■ **PROMPT 1**
Based on the passage on the new IRS mortality tables, explain in one to three sentences why new tables were issued effective for transactions on or after May 1, 2009.
■ **PROMPT 2**
Write the next part of the passage on the new IRS mortality tables, picking up after its final sentence.

■ **PASSAGE TO READ**

IRS Releases New Mortality Tables

Internal Revenue Code Section 7520 requires that the Secretary of the Treasury revise the mortality assumptions underlying the IRS tables at least once every ten years to incorporate the most recently available mortality data. These tables were last updated on May 1, 1999, and new tables have now been issued effective for transactions occurring on or after May 1, 2009.

What is the effect on life expectancy under the new tables? It is interesting to look at the life expectancies and compare them under the old and the new tables.

At age 70, under the 1990 census table, the life expectancy of a 70 year old was 13.95 years and under the new table is rises to 14.27 years. Again, the increase in number of years is less dramatic than under the old tables as age come closer to biological limits.

■ **DATA SHOWN**
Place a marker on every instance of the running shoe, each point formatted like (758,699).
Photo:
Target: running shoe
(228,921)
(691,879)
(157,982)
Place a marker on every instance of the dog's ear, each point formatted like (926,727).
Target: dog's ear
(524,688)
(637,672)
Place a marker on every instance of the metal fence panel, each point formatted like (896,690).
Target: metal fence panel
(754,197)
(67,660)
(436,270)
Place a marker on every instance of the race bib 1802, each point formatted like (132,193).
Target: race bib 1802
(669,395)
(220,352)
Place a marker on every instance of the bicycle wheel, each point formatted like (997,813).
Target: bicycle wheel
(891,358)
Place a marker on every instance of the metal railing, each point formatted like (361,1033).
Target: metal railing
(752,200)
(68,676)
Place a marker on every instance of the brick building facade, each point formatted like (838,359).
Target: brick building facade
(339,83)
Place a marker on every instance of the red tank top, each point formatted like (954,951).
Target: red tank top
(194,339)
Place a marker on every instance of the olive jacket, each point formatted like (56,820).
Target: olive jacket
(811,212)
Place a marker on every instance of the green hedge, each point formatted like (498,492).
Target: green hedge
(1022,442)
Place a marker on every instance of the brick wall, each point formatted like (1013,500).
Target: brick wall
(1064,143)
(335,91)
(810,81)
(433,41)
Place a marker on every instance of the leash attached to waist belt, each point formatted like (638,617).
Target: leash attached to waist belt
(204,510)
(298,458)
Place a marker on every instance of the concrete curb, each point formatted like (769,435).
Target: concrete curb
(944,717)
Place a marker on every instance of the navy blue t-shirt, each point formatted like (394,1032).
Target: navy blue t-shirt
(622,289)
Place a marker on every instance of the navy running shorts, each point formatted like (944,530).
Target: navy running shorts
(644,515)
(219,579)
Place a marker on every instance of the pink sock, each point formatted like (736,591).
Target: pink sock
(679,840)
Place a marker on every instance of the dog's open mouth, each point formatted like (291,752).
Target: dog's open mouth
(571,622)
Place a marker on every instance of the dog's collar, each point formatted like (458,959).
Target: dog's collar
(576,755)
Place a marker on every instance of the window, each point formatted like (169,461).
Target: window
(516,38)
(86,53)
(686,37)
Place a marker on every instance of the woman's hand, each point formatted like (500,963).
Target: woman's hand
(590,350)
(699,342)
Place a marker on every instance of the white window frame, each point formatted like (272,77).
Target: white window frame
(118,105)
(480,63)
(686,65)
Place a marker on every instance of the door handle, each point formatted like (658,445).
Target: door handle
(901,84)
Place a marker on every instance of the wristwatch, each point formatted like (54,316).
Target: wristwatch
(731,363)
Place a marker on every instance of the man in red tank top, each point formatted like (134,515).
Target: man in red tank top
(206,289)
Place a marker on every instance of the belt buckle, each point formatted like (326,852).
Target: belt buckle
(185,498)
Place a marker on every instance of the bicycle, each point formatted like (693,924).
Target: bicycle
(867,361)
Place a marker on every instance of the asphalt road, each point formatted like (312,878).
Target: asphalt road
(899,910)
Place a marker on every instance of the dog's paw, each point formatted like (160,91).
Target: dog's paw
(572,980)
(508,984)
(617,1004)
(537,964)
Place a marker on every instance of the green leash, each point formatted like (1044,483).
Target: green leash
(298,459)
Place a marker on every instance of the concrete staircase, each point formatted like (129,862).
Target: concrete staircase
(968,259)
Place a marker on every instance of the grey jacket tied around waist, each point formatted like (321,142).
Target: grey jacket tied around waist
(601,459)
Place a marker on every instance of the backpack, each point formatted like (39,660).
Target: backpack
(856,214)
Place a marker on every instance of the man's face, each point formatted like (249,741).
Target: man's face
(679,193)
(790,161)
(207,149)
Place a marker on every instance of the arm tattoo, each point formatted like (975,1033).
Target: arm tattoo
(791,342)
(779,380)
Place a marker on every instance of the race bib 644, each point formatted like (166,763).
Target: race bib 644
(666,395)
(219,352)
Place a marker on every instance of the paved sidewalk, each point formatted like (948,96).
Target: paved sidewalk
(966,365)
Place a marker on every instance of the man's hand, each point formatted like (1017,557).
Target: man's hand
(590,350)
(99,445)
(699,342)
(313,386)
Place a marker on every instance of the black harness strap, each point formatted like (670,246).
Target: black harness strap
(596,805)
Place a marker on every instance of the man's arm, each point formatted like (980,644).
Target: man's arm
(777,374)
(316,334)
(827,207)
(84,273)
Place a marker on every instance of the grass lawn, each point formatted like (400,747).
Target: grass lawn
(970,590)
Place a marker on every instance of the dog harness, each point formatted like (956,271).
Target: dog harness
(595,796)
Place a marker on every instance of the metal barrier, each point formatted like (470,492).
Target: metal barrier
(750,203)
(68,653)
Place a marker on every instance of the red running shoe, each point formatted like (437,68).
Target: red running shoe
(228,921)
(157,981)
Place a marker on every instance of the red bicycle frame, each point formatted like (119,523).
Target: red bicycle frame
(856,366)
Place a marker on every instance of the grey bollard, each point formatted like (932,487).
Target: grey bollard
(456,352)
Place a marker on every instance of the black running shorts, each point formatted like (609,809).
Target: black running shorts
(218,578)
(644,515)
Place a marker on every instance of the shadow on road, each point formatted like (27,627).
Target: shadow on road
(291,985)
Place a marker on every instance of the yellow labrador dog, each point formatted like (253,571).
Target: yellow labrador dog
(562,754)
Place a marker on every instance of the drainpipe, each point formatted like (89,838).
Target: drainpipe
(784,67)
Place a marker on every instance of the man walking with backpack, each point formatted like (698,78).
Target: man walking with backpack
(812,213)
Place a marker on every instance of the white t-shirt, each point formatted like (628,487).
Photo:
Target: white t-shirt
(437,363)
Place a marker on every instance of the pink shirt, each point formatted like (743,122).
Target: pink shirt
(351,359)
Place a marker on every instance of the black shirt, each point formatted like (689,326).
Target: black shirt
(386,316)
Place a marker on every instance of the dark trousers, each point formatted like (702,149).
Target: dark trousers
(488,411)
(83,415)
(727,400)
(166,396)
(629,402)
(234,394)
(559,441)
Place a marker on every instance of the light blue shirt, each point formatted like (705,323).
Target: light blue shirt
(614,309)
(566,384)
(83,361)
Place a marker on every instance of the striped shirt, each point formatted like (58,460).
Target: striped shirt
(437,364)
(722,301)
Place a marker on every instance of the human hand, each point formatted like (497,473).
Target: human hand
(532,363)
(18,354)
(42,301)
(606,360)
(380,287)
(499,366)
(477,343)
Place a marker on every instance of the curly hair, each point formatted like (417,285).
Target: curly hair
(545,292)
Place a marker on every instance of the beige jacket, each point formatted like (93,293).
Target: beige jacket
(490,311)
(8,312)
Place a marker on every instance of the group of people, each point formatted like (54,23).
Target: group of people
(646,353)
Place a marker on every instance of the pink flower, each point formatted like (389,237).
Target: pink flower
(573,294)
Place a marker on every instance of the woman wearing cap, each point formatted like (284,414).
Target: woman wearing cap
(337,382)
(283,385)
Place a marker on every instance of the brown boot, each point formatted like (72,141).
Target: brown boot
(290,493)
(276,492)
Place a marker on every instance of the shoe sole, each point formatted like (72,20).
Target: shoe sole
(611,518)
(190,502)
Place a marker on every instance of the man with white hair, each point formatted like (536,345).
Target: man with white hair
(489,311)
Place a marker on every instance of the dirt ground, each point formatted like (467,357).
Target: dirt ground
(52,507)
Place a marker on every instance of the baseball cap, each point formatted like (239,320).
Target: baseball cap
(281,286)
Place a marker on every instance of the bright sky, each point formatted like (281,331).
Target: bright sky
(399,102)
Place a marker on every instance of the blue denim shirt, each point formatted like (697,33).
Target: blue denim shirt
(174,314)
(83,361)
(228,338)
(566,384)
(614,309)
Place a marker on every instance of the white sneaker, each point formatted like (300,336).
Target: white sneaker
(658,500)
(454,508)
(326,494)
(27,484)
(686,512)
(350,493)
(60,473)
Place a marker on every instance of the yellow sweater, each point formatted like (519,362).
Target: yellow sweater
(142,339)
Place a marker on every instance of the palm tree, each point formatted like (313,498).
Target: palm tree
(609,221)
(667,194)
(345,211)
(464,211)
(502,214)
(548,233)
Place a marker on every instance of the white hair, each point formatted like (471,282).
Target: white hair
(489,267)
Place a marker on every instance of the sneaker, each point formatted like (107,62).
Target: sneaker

■ **EXERCISE RESPONSE 1**
Internal Revenue Code Section 7520 requires the Secretary of the Treasury to revise the mortality assumptions underlying the IRS tables at least once every ten years so that they incorporate the most recently available mortality data. Because the tables had last been updated on May 1, 1999, new tables were issued effective May 1, 2009.

■ **EXERCISE RESPONSE 2**
At age 80, in comparing the 1980 and 1990 tables, the increase in life expectancy went from 7.98 years to 8.4 years. It only climbs to 8.42 years under the new table.

The tables will now impact charitable remainder trusts, qualified personal residence trusts and private annuities.

The actuarial tables and some of their uses are explained in more detail in the following IRS publications:

Publication 1457 provides examples for valuing annuities, life estates, and remainders generally.

Publication 1458 provides examples for valuing interests in unitrusts.

Publication 1459 provides examples for valuing remainder interests in depreciable property for income tax purposes.